--- START ---

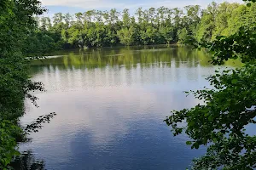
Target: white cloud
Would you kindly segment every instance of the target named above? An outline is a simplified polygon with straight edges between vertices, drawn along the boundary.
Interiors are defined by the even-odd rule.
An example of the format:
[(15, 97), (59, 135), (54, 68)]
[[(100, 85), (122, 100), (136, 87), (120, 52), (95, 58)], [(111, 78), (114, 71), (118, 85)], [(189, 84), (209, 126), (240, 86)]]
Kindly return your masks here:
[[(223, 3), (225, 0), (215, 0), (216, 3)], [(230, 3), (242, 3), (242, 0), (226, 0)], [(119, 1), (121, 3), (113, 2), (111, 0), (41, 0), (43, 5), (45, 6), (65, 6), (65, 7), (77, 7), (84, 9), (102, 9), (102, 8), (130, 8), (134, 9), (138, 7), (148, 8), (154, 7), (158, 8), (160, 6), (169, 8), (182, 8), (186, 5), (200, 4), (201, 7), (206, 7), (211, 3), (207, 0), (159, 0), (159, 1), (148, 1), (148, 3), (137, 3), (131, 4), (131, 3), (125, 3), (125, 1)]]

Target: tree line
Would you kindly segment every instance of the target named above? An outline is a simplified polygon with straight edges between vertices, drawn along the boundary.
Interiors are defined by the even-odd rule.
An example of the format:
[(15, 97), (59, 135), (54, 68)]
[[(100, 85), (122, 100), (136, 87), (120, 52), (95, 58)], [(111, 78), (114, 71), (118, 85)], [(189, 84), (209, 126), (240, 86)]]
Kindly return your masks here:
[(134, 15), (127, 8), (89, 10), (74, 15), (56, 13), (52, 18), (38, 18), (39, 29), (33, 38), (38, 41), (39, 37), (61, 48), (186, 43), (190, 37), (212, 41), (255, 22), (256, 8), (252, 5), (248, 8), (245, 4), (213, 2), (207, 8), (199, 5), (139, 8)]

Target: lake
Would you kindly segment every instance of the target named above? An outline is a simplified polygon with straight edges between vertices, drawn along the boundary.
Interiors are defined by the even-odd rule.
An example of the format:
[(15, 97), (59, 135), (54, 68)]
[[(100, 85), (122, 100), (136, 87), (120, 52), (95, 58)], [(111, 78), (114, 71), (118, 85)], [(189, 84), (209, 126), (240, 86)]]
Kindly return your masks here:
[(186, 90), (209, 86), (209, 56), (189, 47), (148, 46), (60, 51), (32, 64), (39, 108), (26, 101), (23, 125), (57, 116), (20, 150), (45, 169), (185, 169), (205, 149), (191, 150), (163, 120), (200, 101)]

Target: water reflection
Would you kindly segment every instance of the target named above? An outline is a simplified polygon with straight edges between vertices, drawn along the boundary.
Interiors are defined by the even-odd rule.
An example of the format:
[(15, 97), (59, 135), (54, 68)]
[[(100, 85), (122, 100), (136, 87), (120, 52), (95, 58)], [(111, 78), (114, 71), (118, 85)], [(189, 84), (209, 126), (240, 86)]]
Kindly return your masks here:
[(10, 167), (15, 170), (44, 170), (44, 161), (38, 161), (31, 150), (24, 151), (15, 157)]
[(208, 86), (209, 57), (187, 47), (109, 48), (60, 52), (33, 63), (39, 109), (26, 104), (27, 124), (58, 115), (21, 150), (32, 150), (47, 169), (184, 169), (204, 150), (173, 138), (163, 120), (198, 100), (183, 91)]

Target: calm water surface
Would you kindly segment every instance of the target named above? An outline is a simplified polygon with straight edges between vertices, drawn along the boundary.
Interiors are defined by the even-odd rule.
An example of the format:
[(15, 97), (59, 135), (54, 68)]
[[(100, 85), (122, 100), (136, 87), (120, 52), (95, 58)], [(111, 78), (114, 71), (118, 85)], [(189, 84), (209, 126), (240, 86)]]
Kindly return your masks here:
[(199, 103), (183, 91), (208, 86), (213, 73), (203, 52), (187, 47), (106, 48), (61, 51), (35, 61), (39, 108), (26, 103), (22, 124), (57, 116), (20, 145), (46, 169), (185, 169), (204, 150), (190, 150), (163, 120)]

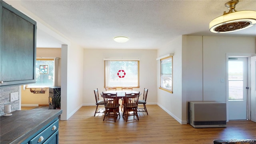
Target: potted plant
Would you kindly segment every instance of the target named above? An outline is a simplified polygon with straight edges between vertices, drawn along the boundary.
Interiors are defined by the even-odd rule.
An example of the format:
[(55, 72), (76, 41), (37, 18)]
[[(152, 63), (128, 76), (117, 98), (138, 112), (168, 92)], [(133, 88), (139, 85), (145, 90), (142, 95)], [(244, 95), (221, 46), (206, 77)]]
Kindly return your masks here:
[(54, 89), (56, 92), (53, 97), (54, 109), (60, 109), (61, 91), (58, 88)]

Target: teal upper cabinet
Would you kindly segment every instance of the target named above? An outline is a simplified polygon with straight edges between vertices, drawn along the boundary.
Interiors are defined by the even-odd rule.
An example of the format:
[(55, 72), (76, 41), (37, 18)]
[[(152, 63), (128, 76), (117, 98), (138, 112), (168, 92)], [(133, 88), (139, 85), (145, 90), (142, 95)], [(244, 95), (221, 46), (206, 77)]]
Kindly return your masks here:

--- END ---

◆ **EXERCISE DIRECTIONS**: Copy out every one of the rows above word for word, but leave out the pictures.

◆ **COMPLETE ANSWER**:
Target: white cloud
Would you kindly segment every instance of the target named above? An outline is a simplified polygon with straight edges between vertices, drawn along the boundary.
Interiors are defined by the even-odd rule.
An example of the format:
[(15, 97), (59, 135), (54, 68)]
[[(100, 85), (122, 100), (136, 87), (120, 52), (95, 58)], [(111, 78), (114, 71), (118, 85)], [(189, 84), (209, 126), (240, 86)]]
Kindly return your masks here:
[[(223, 3), (225, 0), (215, 0), (216, 3)], [(230, 3), (242, 3), (242, 0), (226, 0)], [(119, 1), (121, 3), (113, 2), (111, 0), (41, 0), (43, 5), (45, 6), (65, 6), (65, 7), (77, 7), (84, 9), (102, 9), (102, 8), (130, 8), (134, 9), (138, 7), (148, 8), (154, 7), (158, 8), (160, 6), (169, 8), (182, 8), (186, 5), (200, 4), (201, 7), (206, 7), (211, 3), (207, 0), (159, 0), (159, 1), (148, 1), (148, 3), (137, 3), (131, 4), (131, 3), (125, 3), (125, 1)]]

Target: tree line
Would you kindly segment every instance of the target named above? An outline is a simplified polygon with straight edges between vertices, drawn along the boundary.
Interiors are defined by the even-odd rule.
An example of the format:
[(15, 97), (59, 135), (54, 68)]
[[(100, 85), (122, 100), (136, 87), (120, 52), (95, 58)], [(111, 78), (114, 71), (118, 85)], [(189, 84), (209, 126), (240, 86)]]
Kindly return your masks here:
[(134, 15), (127, 8), (89, 10), (74, 15), (56, 13), (52, 18), (38, 18), (39, 29), (33, 38), (38, 41), (39, 37), (61, 48), (186, 43), (190, 37), (212, 41), (255, 22), (256, 8), (252, 5), (248, 8), (245, 4), (213, 2), (207, 8), (199, 5), (139, 8)]

Target: lake
Would you kindly segment every instance of the target named above? An outline is a simplified polygon with straight edges between vertices, drawn along the boundary.
Interiors are defined by the even-odd rule.
An example of the format:
[(15, 97), (59, 135), (54, 68)]
[[(100, 85), (122, 100), (136, 87), (120, 52), (95, 58)], [(111, 78), (114, 71), (118, 85)], [(189, 84), (209, 126), (240, 86)]]
Kindly return your masks here:
[(186, 90), (209, 86), (209, 56), (189, 47), (148, 46), (60, 51), (32, 64), (39, 108), (26, 101), (23, 125), (57, 116), (20, 150), (45, 169), (185, 169), (205, 149), (191, 150), (163, 120), (200, 101)]

Target: water reflection
Would you kindly segment every instance of the target named above? An outline is a simplified polygon with straight edges between vertices, drawn along the boundary.
Interiors are defined by the even-odd rule.
An example of the format:
[(15, 97), (59, 135), (54, 68)]
[[(100, 85), (122, 100), (136, 87), (120, 52), (95, 58)], [(111, 78), (114, 71), (118, 85)], [(189, 84), (209, 126), (240, 86)]]
Kindly return your masks here:
[(10, 167), (15, 170), (44, 170), (44, 161), (38, 161), (31, 150), (24, 151), (15, 157)]
[(208, 86), (209, 57), (187, 47), (109, 48), (60, 52), (33, 63), (39, 109), (26, 104), (27, 124), (58, 115), (21, 150), (32, 150), (47, 169), (184, 169), (204, 150), (173, 138), (163, 120), (198, 100), (183, 91)]

Target: calm water surface
Would you kindly segment every instance of the target named above? An outline is a simplified polygon with straight edges between vertices, drawn along the boundary.
Interiors are defined by the even-odd rule.
An example of the format:
[(15, 97), (59, 135), (54, 68)]
[[(100, 85), (122, 100), (136, 87), (120, 52), (95, 58)], [(111, 78), (114, 71), (118, 85)], [(189, 84), (209, 126), (240, 86)]]
Kindly return your masks here:
[(199, 103), (183, 91), (208, 86), (213, 73), (203, 52), (187, 47), (106, 48), (61, 51), (35, 61), (39, 108), (26, 103), (22, 124), (57, 116), (20, 145), (46, 169), (185, 169), (204, 150), (190, 150), (163, 120)]

Target: potted plant
Would you kindly segment every instance of the target named above? An outline is a simplified polygon with straight edges between vertices, drawn along the boundary.
Interiors are defined by the even-odd rule.
An example of the format:
[(55, 72), (76, 41), (37, 18)]
[[(152, 63), (128, 76), (117, 98), (138, 112), (168, 92)], [(133, 88), (139, 85), (145, 90), (142, 95)], [(244, 95), (221, 46), (206, 77)]]
Kindly return your masks here:
[(54, 89), (56, 92), (53, 97), (54, 109), (60, 109), (61, 91), (58, 88)]

Target: teal upper cabinet
Would you kindly segment every instance of the target named above? An outline is a simplified polygon with straight edges between vertices, drawn along the boundary.
Interiors are defined by the even-odd rule.
An example of the format:
[(55, 72), (76, 41), (37, 18)]
[[(152, 63), (128, 76), (117, 98), (138, 112), (168, 92)], [(133, 88), (139, 85), (145, 90), (142, 95)], [(244, 95), (221, 46), (206, 77)]]
Kindly return your masks here:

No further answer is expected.